(Stored entries)
╔══
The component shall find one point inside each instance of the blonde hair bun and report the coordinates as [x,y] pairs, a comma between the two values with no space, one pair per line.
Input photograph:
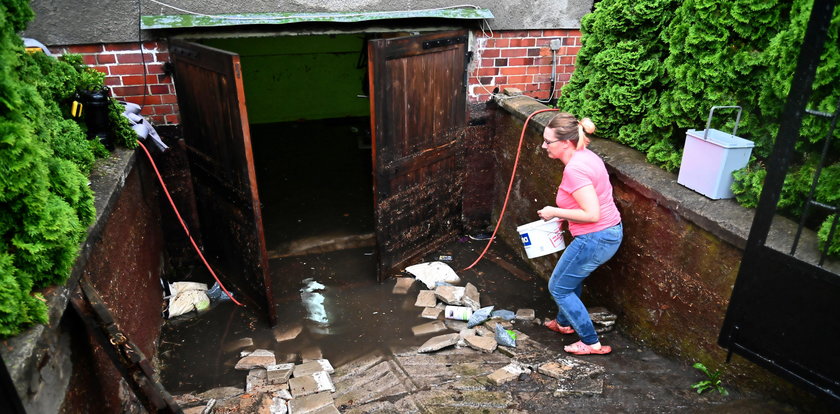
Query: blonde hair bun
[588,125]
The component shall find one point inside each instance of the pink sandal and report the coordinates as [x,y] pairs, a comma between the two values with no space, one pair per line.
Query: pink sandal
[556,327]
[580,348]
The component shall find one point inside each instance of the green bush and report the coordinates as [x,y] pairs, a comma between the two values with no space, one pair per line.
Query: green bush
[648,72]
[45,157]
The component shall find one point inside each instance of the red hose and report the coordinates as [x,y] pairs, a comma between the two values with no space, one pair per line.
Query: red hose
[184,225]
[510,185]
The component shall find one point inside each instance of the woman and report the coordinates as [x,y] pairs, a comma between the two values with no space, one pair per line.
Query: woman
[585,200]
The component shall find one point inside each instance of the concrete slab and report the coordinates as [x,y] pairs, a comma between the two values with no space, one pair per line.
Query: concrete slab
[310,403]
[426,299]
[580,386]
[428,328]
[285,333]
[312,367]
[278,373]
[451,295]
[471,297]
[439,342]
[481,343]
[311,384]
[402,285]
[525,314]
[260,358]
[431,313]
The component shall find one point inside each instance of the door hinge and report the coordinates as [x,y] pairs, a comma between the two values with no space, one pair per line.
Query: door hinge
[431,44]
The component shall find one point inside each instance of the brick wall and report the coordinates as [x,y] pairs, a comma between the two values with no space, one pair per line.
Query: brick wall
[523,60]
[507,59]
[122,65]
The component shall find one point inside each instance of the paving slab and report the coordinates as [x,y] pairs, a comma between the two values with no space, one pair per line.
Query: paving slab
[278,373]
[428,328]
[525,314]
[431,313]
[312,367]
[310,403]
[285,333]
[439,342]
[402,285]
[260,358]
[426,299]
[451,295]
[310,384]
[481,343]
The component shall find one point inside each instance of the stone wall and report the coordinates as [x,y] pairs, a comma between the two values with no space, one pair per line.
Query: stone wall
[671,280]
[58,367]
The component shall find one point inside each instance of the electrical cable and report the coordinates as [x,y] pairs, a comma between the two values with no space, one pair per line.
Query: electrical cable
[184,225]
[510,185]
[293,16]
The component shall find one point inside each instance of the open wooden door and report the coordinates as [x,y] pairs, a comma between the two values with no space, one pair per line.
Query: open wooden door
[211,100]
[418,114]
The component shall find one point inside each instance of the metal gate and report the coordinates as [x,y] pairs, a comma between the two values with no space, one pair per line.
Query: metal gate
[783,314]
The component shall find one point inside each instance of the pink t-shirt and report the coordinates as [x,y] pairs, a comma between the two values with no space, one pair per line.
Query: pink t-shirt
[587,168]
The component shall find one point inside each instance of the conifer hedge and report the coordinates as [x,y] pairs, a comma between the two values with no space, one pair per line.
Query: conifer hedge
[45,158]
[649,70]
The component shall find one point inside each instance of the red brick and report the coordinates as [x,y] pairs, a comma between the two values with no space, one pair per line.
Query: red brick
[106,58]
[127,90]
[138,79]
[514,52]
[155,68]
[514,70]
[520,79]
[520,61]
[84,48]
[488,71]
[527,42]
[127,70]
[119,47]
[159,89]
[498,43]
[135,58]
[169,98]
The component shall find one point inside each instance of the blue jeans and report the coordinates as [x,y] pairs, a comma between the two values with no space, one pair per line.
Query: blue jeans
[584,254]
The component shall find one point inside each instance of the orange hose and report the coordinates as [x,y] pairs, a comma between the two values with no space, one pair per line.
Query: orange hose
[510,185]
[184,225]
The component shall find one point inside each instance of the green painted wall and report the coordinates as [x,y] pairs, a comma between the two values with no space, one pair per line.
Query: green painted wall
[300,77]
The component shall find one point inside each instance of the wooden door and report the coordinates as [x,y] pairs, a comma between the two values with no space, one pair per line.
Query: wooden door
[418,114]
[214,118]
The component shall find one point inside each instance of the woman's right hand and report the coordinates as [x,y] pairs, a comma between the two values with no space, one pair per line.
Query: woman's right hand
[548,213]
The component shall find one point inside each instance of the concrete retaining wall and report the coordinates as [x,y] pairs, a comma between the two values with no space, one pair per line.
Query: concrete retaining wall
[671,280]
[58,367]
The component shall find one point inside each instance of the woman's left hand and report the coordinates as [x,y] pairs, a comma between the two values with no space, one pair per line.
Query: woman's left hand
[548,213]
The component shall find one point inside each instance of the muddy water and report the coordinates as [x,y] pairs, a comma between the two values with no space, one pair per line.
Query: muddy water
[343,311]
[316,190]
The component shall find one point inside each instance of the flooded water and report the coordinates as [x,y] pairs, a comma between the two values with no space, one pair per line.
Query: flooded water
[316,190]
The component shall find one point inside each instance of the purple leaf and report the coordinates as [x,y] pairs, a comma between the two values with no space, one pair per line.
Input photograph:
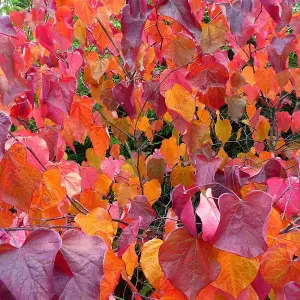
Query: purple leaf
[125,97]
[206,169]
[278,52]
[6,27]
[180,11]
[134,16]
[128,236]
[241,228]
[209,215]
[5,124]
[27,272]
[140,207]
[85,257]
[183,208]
╚══
╔══
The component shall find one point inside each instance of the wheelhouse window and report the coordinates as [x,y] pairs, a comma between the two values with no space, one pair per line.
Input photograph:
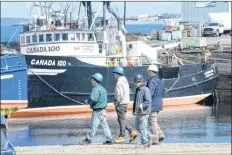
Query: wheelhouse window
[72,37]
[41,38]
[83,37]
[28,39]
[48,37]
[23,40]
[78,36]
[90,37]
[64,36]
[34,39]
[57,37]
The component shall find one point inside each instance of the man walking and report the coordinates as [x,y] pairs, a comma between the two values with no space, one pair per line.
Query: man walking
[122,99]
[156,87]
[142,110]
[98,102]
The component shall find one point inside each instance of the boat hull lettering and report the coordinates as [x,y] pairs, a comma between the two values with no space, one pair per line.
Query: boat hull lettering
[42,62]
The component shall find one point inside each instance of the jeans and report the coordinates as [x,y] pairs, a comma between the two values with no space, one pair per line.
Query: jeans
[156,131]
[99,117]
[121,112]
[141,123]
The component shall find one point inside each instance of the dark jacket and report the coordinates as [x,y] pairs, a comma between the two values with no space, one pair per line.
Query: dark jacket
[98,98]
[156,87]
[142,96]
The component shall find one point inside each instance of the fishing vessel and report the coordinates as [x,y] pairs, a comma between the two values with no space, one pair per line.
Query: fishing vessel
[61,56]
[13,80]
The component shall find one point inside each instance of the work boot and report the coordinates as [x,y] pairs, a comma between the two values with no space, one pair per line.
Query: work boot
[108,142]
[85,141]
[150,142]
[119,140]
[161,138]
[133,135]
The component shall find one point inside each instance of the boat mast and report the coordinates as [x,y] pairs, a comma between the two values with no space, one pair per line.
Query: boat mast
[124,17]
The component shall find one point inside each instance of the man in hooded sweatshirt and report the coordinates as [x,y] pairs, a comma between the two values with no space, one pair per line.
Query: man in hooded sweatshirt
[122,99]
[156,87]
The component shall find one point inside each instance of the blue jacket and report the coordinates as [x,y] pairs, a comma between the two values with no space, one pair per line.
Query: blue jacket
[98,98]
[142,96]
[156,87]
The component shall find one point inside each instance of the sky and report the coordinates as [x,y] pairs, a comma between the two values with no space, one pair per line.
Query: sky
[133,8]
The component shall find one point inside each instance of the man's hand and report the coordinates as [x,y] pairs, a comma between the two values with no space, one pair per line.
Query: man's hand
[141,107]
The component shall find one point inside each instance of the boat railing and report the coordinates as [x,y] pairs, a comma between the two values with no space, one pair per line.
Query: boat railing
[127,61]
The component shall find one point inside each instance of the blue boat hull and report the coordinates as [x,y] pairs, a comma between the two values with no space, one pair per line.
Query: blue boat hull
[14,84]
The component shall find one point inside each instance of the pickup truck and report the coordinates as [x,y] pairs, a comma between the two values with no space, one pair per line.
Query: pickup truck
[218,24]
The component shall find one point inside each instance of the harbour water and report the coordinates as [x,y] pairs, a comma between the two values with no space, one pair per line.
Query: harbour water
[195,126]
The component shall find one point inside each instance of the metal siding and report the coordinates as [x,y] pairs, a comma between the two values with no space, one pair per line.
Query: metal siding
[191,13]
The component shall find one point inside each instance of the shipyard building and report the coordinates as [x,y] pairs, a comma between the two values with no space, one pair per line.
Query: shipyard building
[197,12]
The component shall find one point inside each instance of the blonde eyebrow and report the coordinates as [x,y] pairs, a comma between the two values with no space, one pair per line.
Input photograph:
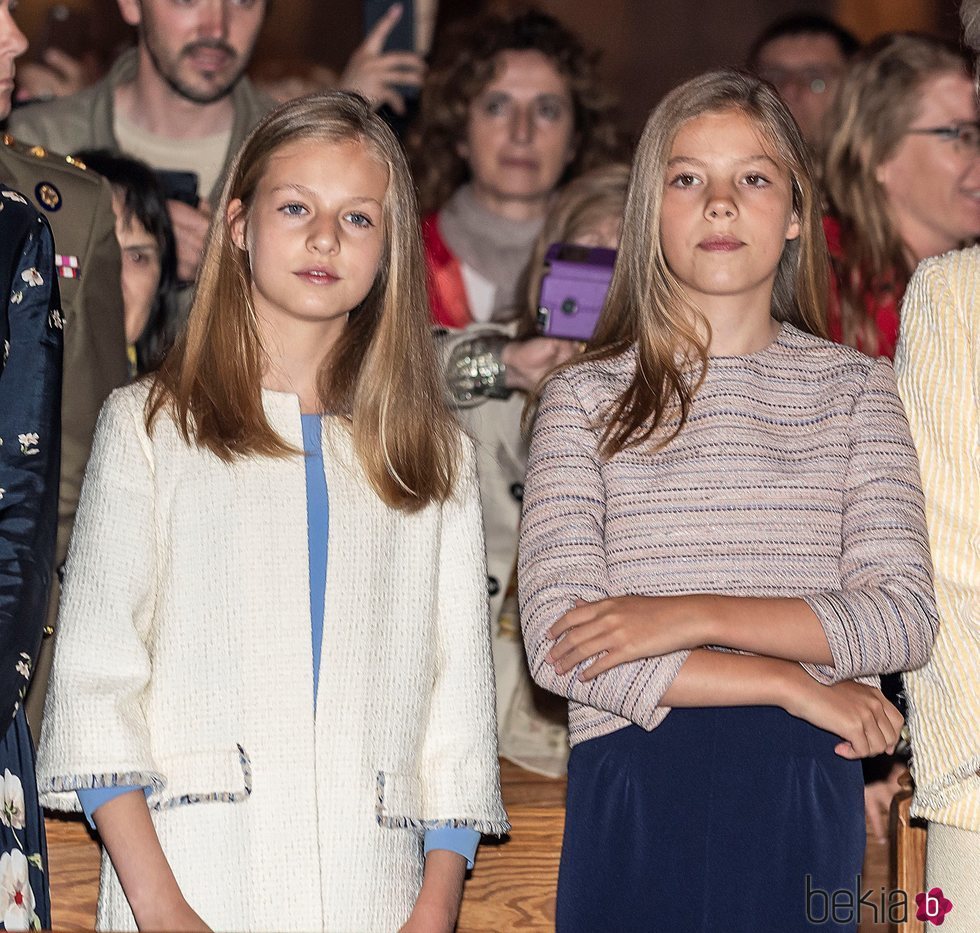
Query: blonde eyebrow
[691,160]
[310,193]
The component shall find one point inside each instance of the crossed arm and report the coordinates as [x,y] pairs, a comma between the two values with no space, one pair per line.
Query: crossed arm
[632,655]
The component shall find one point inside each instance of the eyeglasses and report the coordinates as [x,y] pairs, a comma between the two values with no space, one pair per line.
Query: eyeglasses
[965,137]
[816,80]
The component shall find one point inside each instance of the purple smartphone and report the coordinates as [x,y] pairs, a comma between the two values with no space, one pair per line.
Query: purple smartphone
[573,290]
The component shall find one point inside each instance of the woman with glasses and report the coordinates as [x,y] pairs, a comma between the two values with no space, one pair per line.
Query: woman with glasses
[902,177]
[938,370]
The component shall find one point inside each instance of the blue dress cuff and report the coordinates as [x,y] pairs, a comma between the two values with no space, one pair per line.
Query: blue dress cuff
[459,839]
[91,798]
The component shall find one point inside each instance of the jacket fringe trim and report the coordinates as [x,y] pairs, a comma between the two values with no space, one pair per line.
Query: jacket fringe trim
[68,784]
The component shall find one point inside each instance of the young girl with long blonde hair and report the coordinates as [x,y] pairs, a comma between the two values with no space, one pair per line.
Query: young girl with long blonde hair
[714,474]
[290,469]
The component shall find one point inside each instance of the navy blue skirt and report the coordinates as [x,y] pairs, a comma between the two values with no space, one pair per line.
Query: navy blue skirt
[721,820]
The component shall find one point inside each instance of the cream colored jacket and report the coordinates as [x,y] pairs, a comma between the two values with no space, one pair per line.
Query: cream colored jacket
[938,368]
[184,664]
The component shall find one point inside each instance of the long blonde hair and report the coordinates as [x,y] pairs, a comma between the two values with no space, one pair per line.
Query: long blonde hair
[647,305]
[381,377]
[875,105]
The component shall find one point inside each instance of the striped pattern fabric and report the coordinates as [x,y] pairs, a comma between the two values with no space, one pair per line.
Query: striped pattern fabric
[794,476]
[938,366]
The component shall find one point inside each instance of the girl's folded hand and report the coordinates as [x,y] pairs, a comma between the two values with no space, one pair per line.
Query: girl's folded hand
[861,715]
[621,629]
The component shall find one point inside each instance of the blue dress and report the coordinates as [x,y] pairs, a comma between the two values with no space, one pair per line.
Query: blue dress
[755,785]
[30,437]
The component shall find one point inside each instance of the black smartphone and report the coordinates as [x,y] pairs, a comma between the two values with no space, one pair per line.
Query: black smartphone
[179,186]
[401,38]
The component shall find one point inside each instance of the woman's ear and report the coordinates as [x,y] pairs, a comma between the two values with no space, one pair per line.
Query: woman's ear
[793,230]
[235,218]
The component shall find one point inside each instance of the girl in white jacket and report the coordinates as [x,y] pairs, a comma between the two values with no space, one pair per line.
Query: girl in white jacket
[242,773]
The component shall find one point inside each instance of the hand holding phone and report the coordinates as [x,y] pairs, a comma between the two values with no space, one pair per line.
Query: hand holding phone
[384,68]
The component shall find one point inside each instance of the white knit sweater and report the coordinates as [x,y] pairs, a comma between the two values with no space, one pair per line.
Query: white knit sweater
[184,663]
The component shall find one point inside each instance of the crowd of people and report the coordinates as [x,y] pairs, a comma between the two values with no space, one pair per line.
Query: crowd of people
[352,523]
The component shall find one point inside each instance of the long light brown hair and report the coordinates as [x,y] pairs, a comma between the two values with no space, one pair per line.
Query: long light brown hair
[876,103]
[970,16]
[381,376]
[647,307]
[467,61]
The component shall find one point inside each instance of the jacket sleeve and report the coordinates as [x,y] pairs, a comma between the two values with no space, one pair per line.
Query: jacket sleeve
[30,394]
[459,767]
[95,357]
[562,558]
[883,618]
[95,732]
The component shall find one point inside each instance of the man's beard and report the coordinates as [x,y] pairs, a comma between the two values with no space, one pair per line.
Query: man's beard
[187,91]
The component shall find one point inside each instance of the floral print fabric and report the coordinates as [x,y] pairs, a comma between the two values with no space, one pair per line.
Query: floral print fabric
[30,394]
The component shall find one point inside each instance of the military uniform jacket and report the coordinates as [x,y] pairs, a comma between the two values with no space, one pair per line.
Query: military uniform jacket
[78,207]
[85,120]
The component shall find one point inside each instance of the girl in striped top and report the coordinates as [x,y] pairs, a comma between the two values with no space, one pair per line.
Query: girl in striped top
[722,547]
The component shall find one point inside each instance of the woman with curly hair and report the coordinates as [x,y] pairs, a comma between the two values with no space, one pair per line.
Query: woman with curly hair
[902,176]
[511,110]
╚══
▸ Task to carry out: Locate each line above that contains the string "print", treating uppercase and lowercase letters as distinct, and copy every such line in full.

▸ Full output:
The component shall find one point inside each instance of the floral print fabric and report the coordinates as [x,y] pairs, a comma between the two values with no space, one pair per line.
Query: floral print fabric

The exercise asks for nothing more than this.